* ОПИСАНИЕ ЗАДАЧИ *
Выпишите дословно отрывок из текста о негласных правилах театра: начните с места, где стоят слова «В любой в сфере, в», и остановитесь после слов «у широкому кругу?».

В любой в сфере, в том числе и культуре, есть свои негласные правила. Театр не исключение. Можете рассказать о некоторых негласных правилах, которые известны всем причастным, но не у широкому кругу?
Ну конечно, есть свои такие скрытые от зрителей особенности, могу какую-то завесу тайны приоткрыть. Например, когда идет спектакль, артист не должен трогать кулисы руками или задевать их частью тела – плечом, чем-то еще. Это легко объяснимо. Почему? Потому что она начнет трястись, и в зале будет идти какая-то важная сцена, а вы начнете думать «что это там колышется?» Это такое правило негласное. Нельзя сидеть на рампе – это передняя часть сцены, поскольку это считается очень плохим тоном. Например, когда идет какое-то обсуждение и делается замечание, нельзя вообще через нее перешагивать. Считается, что лучше, чтобы артист выходил на сцену не через сцену, а через кулисы. Допустим, нельзя сидеть впереди режиссера на репетиции. Если сидит режиссер, то он может сидеть, например на десятом ряду – для него будет лучше обзор сцены. Так вот, считается неправильным сотруднику или артисту садиться перед ним. Это тоже легко объяснить. Здесь не столько вопрос вежливости, сколько того, что вы мешаете режиссеру воспринимать целое и вести репетицию – кто-то будет вставать, проходить. Есть масса таких, действительно интересных правил. Вплоть до того, что есть приметы какие-то. Я, например, у них не верю, но многие актеры соблюдают их. Если у вас упал текст, на него надо обязательно сесть. Нельзя его просто так поднять, надо сесть. Но я многих уже пытаюсь от этого отучить, потому что взаимосвязь весьма туманная. Поэтому я, например, когда еще работал актером, я просто клал на пол текст, и с пола читал при ужасе некоторых моих коллег. Есть действительно такие интересные вещи. Думаю, что всех секретов открывать не надо, иначе исчезнет тайна, но некоторые я вам приоткрыл.
На ваш взгляд, нужны ли сейчас постановки об СВО и событиях, связанных с этим?

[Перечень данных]
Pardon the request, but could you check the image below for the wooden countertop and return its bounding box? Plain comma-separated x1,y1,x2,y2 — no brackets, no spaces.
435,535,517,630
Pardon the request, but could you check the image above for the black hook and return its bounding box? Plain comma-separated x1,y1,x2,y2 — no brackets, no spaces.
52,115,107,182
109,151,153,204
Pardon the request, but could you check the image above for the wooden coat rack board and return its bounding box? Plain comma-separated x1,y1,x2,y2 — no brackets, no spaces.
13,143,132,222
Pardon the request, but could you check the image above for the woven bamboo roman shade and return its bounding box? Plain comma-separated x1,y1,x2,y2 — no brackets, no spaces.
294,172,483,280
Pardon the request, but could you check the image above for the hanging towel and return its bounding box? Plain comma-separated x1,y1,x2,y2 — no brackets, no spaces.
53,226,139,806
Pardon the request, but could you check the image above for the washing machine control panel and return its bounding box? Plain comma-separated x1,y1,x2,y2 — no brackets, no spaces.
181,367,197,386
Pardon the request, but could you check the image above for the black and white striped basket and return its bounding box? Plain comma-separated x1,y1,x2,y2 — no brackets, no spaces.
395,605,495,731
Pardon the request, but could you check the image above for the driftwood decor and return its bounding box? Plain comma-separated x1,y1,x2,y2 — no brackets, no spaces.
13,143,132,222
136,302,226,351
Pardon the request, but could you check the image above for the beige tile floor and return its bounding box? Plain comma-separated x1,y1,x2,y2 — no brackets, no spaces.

* РЕШЕНИЕ *
В любой в сфере, в том числе и культуре, есть свои негласные правила. Театр не исключение. Можете рассказать о некоторых негласных правилах, которые известны всем причастным, но не у широкому кругу?